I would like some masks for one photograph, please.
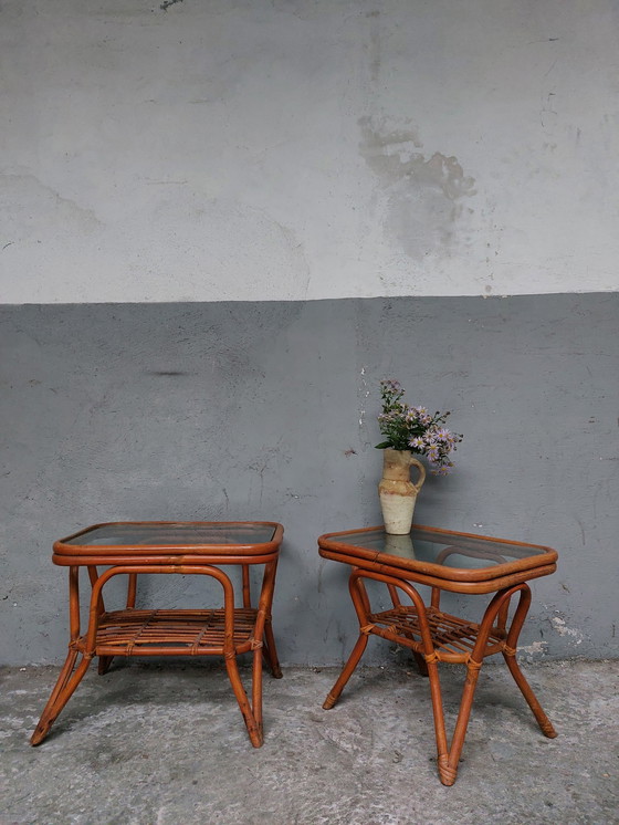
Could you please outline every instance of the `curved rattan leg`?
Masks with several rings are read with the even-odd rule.
[[[260,659],[260,656],[258,656],[256,658]],[[239,708],[241,709],[241,713],[243,714],[243,719],[245,720],[250,741],[254,748],[260,748],[263,741],[262,724],[256,721],[250,707],[248,695],[245,693],[245,689],[243,688],[241,676],[239,673],[237,657],[234,655],[225,655],[224,661],[225,670],[228,671],[228,678],[230,679],[232,690],[234,691],[234,696],[237,697],[237,701],[239,702]]]
[[[273,636],[271,619],[266,619],[266,622],[264,623],[264,640],[262,652],[273,678],[281,679],[282,668],[280,667],[280,660],[277,659],[277,649],[275,647],[275,637]]]
[[[514,677],[514,681],[518,686],[522,695],[526,699],[528,707],[533,711],[533,716],[535,717],[537,724],[542,729],[542,733],[545,737],[548,737],[548,739],[554,739],[557,735],[557,732],[553,728],[553,723],[537,701],[537,698],[533,692],[531,685],[525,679],[524,673],[522,672],[520,665],[516,661],[518,636],[524,625],[529,604],[531,589],[528,585],[525,584],[522,586],[518,606],[516,608],[512,626],[510,627],[510,633],[507,634],[507,639],[503,649],[503,658],[505,659],[505,664],[510,668],[510,672]]]
[[[52,724],[59,718],[60,712],[62,711],[66,702],[71,699],[75,688],[77,687],[77,685],[80,685],[84,673],[88,669],[91,657],[83,656],[82,661],[77,666],[76,670],[73,670],[76,658],[77,652],[75,650],[70,650],[64,666],[60,672],[56,685],[52,690],[52,695],[48,701],[48,704],[45,706],[43,713],[41,714],[39,724],[34,729],[34,733],[30,738],[30,744],[41,744],[41,742],[45,739],[52,728]]]
[[[359,634],[359,638],[357,639],[357,644],[353,648],[353,652],[348,657],[348,661],[346,662],[346,665],[344,666],[344,669],[339,673],[339,678],[337,679],[333,688],[327,693],[327,698],[325,699],[323,703],[323,708],[325,710],[331,710],[333,706],[339,699],[339,695],[344,690],[346,682],[355,672],[355,668],[357,667],[357,665],[359,664],[359,659],[364,655],[364,651],[367,647],[367,640],[368,640],[367,634],[361,631]]]
[[[99,656],[98,657],[97,672],[99,676],[105,676],[105,673],[107,673],[113,660],[114,660],[113,656]]]
[[[505,662],[507,664],[507,667],[510,668],[510,672],[514,677],[514,681],[521,689],[522,695],[526,699],[526,702],[531,710],[533,711],[533,716],[535,717],[537,724],[539,725],[542,733],[545,737],[548,737],[548,739],[554,739],[557,735],[556,730],[553,728],[553,723],[544,712],[544,709],[537,701],[537,697],[533,692],[531,685],[527,682],[527,680],[524,677],[523,671],[521,670],[518,662],[516,661],[515,650],[504,650],[503,651],[503,658],[505,659]]]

**OBJECTIVE:**
Pick out every line of the items above that contains the word "please", matching its case exactly.

**SOLUTION TO THIS EXERCISE:**
I would like some masks for one photograph, please.
Could you please outline every instance of the `curved rattan leg`?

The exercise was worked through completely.